:: What you will do ::
Can you find every line in the records below that contains the word "jersey", with case counting, and copy each of those lines?

-- start of Input data --

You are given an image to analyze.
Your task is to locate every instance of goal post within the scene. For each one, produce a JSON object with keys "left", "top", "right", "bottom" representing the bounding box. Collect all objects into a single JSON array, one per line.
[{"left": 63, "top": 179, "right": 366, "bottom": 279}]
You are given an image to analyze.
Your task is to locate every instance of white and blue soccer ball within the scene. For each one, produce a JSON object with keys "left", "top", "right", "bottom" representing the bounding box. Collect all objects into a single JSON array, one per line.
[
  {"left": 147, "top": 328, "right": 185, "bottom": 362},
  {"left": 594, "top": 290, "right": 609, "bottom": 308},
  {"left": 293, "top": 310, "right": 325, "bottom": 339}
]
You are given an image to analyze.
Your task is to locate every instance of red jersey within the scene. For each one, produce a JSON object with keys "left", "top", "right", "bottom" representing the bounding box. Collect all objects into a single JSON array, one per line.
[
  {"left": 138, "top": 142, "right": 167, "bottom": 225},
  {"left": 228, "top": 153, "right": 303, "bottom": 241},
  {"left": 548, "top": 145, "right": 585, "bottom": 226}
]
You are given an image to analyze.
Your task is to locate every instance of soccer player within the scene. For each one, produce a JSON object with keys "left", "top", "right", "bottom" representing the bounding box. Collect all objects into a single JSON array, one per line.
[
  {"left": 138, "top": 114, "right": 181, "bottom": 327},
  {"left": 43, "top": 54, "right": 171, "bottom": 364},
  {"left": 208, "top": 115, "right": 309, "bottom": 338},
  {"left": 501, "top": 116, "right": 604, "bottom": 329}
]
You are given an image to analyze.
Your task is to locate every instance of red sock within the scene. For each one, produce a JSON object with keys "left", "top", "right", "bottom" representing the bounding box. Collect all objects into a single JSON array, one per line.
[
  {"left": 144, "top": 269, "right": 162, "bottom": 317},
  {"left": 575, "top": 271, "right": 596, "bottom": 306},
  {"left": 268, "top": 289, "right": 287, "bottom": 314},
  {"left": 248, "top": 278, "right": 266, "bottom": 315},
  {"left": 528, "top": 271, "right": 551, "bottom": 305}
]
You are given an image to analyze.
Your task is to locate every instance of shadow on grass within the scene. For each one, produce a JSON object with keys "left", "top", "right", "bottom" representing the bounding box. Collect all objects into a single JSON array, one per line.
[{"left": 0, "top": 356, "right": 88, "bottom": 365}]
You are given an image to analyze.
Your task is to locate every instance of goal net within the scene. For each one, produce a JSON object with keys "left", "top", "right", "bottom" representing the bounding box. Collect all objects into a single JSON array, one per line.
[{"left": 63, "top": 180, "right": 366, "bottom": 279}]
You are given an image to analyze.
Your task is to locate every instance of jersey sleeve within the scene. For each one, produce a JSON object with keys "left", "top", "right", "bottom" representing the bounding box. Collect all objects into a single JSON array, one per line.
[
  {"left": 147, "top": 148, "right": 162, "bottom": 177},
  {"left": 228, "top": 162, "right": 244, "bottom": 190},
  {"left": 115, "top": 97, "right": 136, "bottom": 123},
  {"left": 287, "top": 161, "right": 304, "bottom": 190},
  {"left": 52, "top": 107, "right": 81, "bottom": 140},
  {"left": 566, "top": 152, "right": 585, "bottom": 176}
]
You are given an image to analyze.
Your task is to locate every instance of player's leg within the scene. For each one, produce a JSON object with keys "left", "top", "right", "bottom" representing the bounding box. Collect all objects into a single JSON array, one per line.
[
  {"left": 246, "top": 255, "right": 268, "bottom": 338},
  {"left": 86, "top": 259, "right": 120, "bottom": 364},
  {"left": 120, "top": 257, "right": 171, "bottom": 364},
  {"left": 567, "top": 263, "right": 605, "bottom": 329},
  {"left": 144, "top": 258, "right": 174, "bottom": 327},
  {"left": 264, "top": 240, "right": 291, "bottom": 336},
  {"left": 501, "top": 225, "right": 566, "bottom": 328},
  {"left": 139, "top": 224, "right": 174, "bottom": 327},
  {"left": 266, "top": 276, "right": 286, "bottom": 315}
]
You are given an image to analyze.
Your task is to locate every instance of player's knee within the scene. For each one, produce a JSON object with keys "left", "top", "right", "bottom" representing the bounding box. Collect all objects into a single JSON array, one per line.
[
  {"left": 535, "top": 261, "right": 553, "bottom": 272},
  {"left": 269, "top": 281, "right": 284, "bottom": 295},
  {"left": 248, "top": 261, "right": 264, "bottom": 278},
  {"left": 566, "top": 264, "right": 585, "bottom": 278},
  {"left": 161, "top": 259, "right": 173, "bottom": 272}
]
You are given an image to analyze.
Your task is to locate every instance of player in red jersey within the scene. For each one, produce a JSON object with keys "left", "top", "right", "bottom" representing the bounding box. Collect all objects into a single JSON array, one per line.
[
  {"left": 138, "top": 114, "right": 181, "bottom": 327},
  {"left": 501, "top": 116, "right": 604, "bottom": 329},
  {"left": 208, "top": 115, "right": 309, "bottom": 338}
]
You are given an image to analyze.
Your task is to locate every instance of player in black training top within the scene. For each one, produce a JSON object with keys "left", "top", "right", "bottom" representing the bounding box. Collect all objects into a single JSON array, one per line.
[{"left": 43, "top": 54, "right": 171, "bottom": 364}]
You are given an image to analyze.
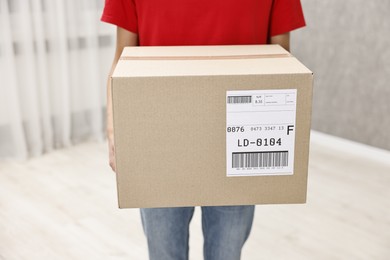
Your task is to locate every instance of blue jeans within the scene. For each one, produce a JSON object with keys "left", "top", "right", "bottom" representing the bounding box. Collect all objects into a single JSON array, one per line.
[{"left": 141, "top": 206, "right": 255, "bottom": 260}]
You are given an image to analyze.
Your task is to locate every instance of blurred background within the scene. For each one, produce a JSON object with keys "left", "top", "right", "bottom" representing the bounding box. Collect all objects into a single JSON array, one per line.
[{"left": 0, "top": 0, "right": 390, "bottom": 259}]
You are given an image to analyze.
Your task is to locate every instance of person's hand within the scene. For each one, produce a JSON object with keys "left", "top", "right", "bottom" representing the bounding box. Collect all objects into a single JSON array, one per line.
[{"left": 108, "top": 136, "right": 116, "bottom": 172}]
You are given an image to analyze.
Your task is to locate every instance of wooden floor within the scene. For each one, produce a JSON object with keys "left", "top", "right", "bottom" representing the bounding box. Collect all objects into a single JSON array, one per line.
[{"left": 0, "top": 133, "right": 390, "bottom": 260}]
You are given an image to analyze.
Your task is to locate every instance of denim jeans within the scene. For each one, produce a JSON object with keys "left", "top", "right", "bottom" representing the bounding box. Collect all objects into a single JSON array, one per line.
[{"left": 141, "top": 206, "right": 255, "bottom": 260}]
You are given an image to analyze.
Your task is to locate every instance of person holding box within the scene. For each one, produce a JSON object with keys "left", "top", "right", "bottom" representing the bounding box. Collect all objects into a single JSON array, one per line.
[{"left": 101, "top": 0, "right": 305, "bottom": 260}]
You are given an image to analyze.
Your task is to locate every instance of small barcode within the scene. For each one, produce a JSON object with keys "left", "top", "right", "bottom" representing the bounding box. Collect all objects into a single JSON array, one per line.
[
  {"left": 232, "top": 151, "right": 288, "bottom": 168},
  {"left": 228, "top": 96, "right": 252, "bottom": 104}
]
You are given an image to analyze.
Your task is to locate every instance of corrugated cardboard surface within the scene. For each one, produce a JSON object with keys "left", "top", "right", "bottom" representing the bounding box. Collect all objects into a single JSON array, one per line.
[{"left": 112, "top": 46, "right": 312, "bottom": 208}]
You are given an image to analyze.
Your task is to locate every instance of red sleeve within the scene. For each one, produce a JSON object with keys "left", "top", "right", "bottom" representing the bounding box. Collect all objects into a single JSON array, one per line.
[
  {"left": 270, "top": 0, "right": 306, "bottom": 36},
  {"left": 101, "top": 0, "right": 138, "bottom": 33}
]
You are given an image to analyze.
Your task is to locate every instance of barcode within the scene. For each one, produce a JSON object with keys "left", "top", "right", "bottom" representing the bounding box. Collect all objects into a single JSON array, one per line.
[
  {"left": 232, "top": 151, "right": 288, "bottom": 168},
  {"left": 228, "top": 96, "right": 252, "bottom": 104}
]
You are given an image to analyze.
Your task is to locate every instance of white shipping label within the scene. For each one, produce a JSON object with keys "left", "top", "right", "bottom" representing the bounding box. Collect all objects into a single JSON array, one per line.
[{"left": 226, "top": 89, "right": 297, "bottom": 177}]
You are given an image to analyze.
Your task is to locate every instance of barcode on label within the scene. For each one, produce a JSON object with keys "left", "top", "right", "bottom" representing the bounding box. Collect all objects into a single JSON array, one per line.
[
  {"left": 232, "top": 151, "right": 288, "bottom": 168},
  {"left": 227, "top": 96, "right": 252, "bottom": 104}
]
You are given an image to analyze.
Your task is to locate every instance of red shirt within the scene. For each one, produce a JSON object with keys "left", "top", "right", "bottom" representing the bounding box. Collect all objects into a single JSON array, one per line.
[{"left": 102, "top": 0, "right": 305, "bottom": 46}]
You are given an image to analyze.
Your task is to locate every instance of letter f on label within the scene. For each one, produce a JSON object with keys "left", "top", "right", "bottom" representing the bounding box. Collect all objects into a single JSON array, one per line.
[{"left": 287, "top": 125, "right": 294, "bottom": 135}]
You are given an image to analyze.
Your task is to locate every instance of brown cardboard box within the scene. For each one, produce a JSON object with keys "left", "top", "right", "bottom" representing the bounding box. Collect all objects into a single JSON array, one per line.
[{"left": 112, "top": 45, "right": 313, "bottom": 208}]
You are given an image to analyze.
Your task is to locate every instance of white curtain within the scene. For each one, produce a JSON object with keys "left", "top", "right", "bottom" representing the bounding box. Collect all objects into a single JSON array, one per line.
[{"left": 0, "top": 0, "right": 114, "bottom": 158}]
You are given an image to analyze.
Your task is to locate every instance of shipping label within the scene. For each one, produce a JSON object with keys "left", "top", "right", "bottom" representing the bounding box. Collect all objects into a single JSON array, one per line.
[{"left": 226, "top": 89, "right": 297, "bottom": 177}]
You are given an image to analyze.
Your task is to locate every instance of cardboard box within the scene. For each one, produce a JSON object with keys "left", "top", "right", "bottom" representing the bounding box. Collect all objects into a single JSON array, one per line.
[{"left": 112, "top": 45, "right": 313, "bottom": 208}]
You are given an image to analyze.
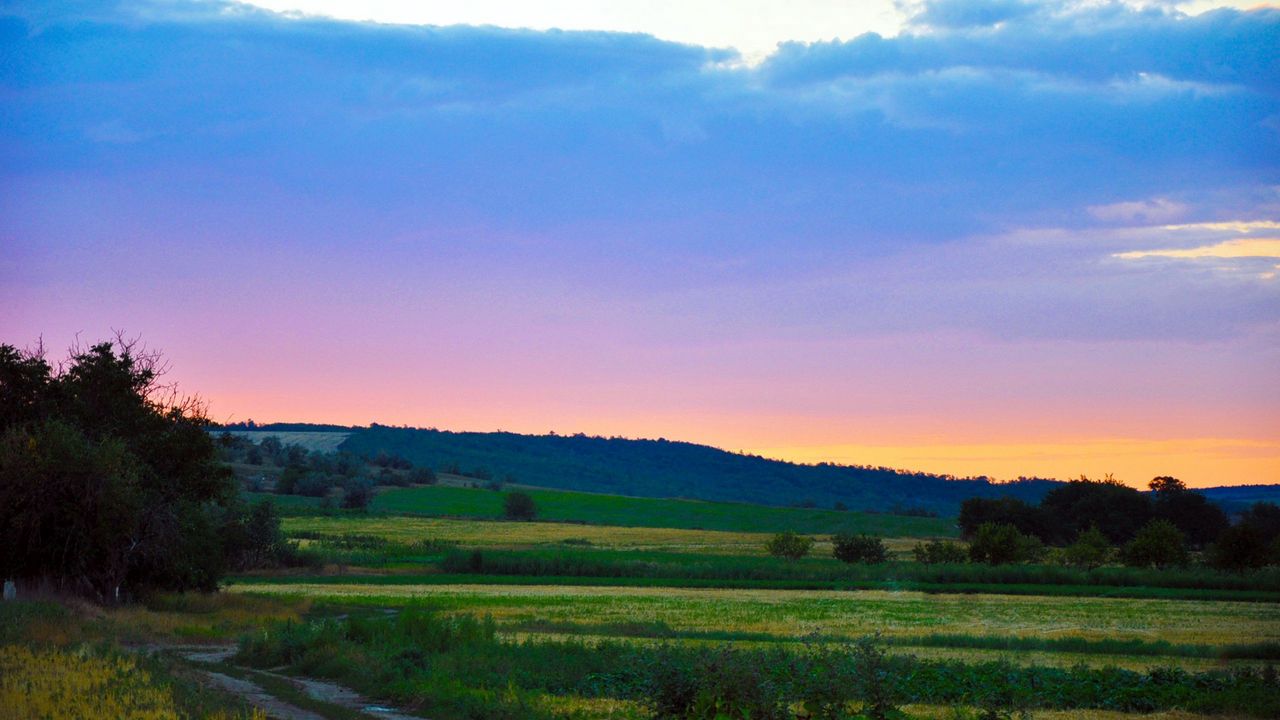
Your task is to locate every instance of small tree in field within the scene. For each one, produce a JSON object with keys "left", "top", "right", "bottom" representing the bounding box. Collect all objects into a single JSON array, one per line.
[
  {"left": 911, "top": 539, "right": 968, "bottom": 565},
  {"left": 969, "top": 523, "right": 1044, "bottom": 565},
  {"left": 1208, "top": 523, "right": 1271, "bottom": 573},
  {"left": 1123, "top": 520, "right": 1188, "bottom": 568},
  {"left": 831, "top": 533, "right": 888, "bottom": 565},
  {"left": 1062, "top": 525, "right": 1111, "bottom": 570},
  {"left": 764, "top": 530, "right": 813, "bottom": 560},
  {"left": 503, "top": 491, "right": 538, "bottom": 520}
]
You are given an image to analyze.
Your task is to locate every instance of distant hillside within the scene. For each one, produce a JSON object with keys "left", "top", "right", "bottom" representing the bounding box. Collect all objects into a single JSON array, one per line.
[{"left": 217, "top": 424, "right": 1052, "bottom": 515}]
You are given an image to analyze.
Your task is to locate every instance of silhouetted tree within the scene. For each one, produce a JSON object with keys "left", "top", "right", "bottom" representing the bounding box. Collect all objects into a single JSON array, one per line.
[
  {"left": 0, "top": 337, "right": 259, "bottom": 601},
  {"left": 969, "top": 523, "right": 1044, "bottom": 565},
  {"left": 1041, "top": 475, "right": 1151, "bottom": 543},
  {"left": 1208, "top": 523, "right": 1271, "bottom": 571},
  {"left": 764, "top": 530, "right": 813, "bottom": 560},
  {"left": 1121, "top": 520, "right": 1189, "bottom": 568},
  {"left": 1148, "top": 475, "right": 1230, "bottom": 547},
  {"left": 1062, "top": 527, "right": 1111, "bottom": 570}
]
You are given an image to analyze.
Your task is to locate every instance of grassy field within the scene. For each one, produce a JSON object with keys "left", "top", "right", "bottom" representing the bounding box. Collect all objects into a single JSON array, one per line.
[
  {"left": 372, "top": 484, "right": 956, "bottom": 537},
  {"left": 284, "top": 509, "right": 919, "bottom": 557},
  {"left": 229, "top": 583, "right": 1280, "bottom": 646}
]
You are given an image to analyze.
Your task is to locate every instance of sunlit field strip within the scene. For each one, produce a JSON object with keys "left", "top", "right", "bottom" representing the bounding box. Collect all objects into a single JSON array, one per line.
[
  {"left": 503, "top": 632, "right": 1266, "bottom": 673},
  {"left": 230, "top": 584, "right": 1280, "bottom": 644},
  {"left": 283, "top": 516, "right": 920, "bottom": 557}
]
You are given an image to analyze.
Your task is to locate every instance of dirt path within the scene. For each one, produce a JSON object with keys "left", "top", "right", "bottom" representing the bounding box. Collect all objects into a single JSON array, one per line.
[{"left": 140, "top": 646, "right": 422, "bottom": 720}]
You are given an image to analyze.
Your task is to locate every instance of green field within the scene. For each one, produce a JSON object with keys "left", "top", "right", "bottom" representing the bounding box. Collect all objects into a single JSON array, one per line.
[{"left": 372, "top": 484, "right": 956, "bottom": 537}]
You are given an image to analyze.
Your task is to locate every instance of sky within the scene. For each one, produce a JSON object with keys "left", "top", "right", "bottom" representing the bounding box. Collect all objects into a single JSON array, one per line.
[{"left": 0, "top": 0, "right": 1280, "bottom": 487}]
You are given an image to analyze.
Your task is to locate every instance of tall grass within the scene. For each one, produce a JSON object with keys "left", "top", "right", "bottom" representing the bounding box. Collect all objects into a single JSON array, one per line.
[
  {"left": 440, "top": 548, "right": 1280, "bottom": 593},
  {"left": 239, "top": 609, "right": 1280, "bottom": 717}
]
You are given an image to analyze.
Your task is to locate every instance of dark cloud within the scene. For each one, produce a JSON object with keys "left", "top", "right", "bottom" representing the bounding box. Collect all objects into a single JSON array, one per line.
[{"left": 0, "top": 1, "right": 1280, "bottom": 337}]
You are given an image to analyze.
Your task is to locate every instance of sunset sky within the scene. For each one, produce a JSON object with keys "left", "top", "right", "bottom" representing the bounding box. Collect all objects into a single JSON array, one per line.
[{"left": 0, "top": 0, "right": 1280, "bottom": 486}]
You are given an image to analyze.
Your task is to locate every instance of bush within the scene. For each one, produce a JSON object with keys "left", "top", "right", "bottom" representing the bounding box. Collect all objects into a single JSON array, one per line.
[
  {"left": 408, "top": 468, "right": 438, "bottom": 486},
  {"left": 764, "top": 530, "right": 813, "bottom": 560},
  {"left": 911, "top": 539, "right": 969, "bottom": 565},
  {"left": 0, "top": 338, "right": 242, "bottom": 601},
  {"left": 503, "top": 491, "right": 538, "bottom": 520},
  {"left": 969, "top": 523, "right": 1044, "bottom": 565},
  {"left": 1062, "top": 527, "right": 1111, "bottom": 570},
  {"left": 1121, "top": 520, "right": 1189, "bottom": 568},
  {"left": 646, "top": 647, "right": 791, "bottom": 720},
  {"left": 342, "top": 478, "right": 374, "bottom": 511},
  {"left": 831, "top": 534, "right": 888, "bottom": 565},
  {"left": 1208, "top": 523, "right": 1271, "bottom": 571}
]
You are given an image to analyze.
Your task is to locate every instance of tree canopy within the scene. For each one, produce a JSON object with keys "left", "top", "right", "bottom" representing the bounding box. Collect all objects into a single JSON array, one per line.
[{"left": 0, "top": 337, "right": 279, "bottom": 601}]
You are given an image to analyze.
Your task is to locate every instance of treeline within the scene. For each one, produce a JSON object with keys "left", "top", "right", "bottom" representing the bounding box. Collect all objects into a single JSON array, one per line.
[
  {"left": 0, "top": 337, "right": 299, "bottom": 601},
  {"left": 332, "top": 424, "right": 1057, "bottom": 515},
  {"left": 959, "top": 477, "right": 1280, "bottom": 570}
]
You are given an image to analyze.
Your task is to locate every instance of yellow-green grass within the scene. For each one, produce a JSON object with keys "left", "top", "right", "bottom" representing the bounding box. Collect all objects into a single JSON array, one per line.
[
  {"left": 229, "top": 584, "right": 1280, "bottom": 646},
  {"left": 372, "top": 484, "right": 957, "bottom": 537},
  {"left": 283, "top": 516, "right": 919, "bottom": 557}
]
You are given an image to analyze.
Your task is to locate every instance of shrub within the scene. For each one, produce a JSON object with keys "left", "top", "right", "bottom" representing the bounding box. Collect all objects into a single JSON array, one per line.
[
  {"left": 969, "top": 523, "right": 1044, "bottom": 565},
  {"left": 764, "top": 530, "right": 813, "bottom": 560},
  {"left": 1208, "top": 523, "right": 1271, "bottom": 571},
  {"left": 911, "top": 539, "right": 968, "bottom": 565},
  {"left": 1062, "top": 525, "right": 1111, "bottom": 570},
  {"left": 503, "top": 491, "right": 538, "bottom": 520},
  {"left": 342, "top": 478, "right": 374, "bottom": 511},
  {"left": 1121, "top": 520, "right": 1188, "bottom": 568},
  {"left": 408, "top": 468, "right": 438, "bottom": 486},
  {"left": 831, "top": 534, "right": 888, "bottom": 565}
]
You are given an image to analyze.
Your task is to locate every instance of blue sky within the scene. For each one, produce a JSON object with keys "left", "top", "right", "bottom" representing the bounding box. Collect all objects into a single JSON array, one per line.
[{"left": 0, "top": 0, "right": 1280, "bottom": 482}]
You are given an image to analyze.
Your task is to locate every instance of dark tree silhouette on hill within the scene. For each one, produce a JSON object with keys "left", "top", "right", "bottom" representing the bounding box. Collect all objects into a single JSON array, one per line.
[{"left": 0, "top": 336, "right": 285, "bottom": 601}]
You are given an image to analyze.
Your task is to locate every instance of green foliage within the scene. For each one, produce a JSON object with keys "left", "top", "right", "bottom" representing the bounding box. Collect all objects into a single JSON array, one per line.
[
  {"left": 831, "top": 533, "right": 888, "bottom": 565},
  {"left": 764, "top": 530, "right": 813, "bottom": 560},
  {"left": 1121, "top": 520, "right": 1190, "bottom": 568},
  {"left": 0, "top": 340, "right": 258, "bottom": 600},
  {"left": 1149, "top": 475, "right": 1229, "bottom": 547},
  {"left": 1062, "top": 527, "right": 1111, "bottom": 570},
  {"left": 1208, "top": 523, "right": 1276, "bottom": 571},
  {"left": 1041, "top": 475, "right": 1152, "bottom": 543},
  {"left": 239, "top": 607, "right": 1280, "bottom": 719},
  {"left": 969, "top": 523, "right": 1044, "bottom": 565},
  {"left": 372, "top": 484, "right": 955, "bottom": 537},
  {"left": 332, "top": 425, "right": 1048, "bottom": 514},
  {"left": 502, "top": 489, "right": 538, "bottom": 520},
  {"left": 911, "top": 539, "right": 969, "bottom": 565}
]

-- end of Input data --

:: Task answer ::
Your task is to locate every instance of red jersey within the scene. For each one, produce a JSON object with keys "left", "top", "right", "bottom" representing the bounding box. Collect all objects into a single JSON array, one per line.
Your task is to locate every instance of jersey sleeve within the scene. For each one, produce a JSON object with keys "left", "top", "right", "bottom" representing the bounding box. Collect all objects into a single JSON array, one per line.
Your task is to locate every instance of player in red jersey within the scene. For each one, produce a JSON object with keys "left", "top", "right", "bottom" representing the bounding box. Collect all objects into a single JSON array, one per line.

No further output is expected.